▸ Listed records:
##########
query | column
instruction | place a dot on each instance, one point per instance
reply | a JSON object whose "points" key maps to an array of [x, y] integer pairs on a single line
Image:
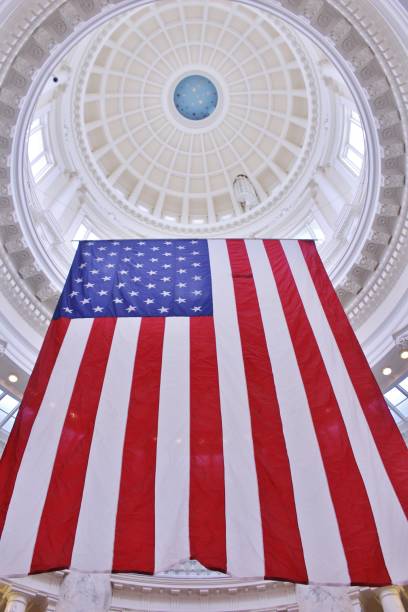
{"points": [[82, 592], [390, 599], [323, 599], [354, 595], [16, 602]]}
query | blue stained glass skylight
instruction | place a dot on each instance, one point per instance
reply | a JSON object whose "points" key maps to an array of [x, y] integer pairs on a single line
{"points": [[195, 97]]}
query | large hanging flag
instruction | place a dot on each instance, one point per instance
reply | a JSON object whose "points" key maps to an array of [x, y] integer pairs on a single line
{"points": [[204, 399]]}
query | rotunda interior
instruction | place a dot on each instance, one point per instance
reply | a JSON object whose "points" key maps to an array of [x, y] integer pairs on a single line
{"points": [[215, 118]]}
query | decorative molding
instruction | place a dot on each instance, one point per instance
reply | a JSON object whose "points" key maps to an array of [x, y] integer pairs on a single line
{"points": [[346, 28]]}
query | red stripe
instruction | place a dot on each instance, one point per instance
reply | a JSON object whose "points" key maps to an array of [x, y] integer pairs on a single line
{"points": [[351, 504], [282, 543], [389, 441], [135, 537], [56, 533], [207, 497], [30, 405]]}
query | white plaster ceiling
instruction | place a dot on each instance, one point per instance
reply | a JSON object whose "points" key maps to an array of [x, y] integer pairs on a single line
{"points": [[179, 169]]}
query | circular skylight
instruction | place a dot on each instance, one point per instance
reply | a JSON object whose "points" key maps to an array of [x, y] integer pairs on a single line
{"points": [[195, 97], [169, 118]]}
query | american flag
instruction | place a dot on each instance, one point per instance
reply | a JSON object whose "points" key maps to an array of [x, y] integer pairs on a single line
{"points": [[204, 399]]}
##########
Reproduce every entry above word for word, omitting the pictures.

▸ Exercise answer:
query | column
instruction | place a dot on each instance, one point per instance
reply | a JSON object whose "points" key maps to an array of [x, y] integer pairs on a single line
Image:
{"points": [[82, 592], [390, 599], [323, 599], [354, 595], [16, 602]]}
query | blue stained glass skylight
instruction | place a dot on each instance, one point per instance
reply | a JSON object whose "points" key maps to an array of [x, y] integer pairs on a single line
{"points": [[195, 97]]}
query | large hanging flag
instruction | place a dot on each instance, one point per instance
reply | a JSON object whose "points" key maps to an array of [x, y] integer pairs on a single line
{"points": [[204, 399]]}
query | rotunda interior
instruction | place a dot on each instance, one point per instance
reply | a JSON object whose "points" key maps to an array of [x, y] integer pairs on a single line
{"points": [[215, 118]]}
query | decorative molding
instruction | place a dot on each instance, one point per instance
reply | a JSON object whose "points" key maps to an array of [x, y] integer pairs on a single line
{"points": [[346, 28]]}
query | red stripe
instruction | place a dot on each instance, one point per instance
reply | a JSON object whose "points" key maps to an array of [x, y] integer pairs on a single line
{"points": [[351, 504], [282, 543], [389, 441], [135, 537], [56, 533], [207, 497], [30, 405]]}
query | white plaster ceiling
instruction | place a dot on each instance, one point per instance
reply | a JSON object whose "points" key maps to an array of [x, y] integer pairs on a single line
{"points": [[179, 169]]}
query | circular skylight
instruction | place a dot on each instance, one point per instance
reply | a JSON object whose "points" key maps to an array of [x, y] integer pairs on a single line
{"points": [[195, 97], [169, 118]]}
query | american flag
instruction | place a dot on each instance, one point per instance
reply | a JSON object whose "points" key maps to an array of [x, y] integer pairs on a single line
{"points": [[204, 399]]}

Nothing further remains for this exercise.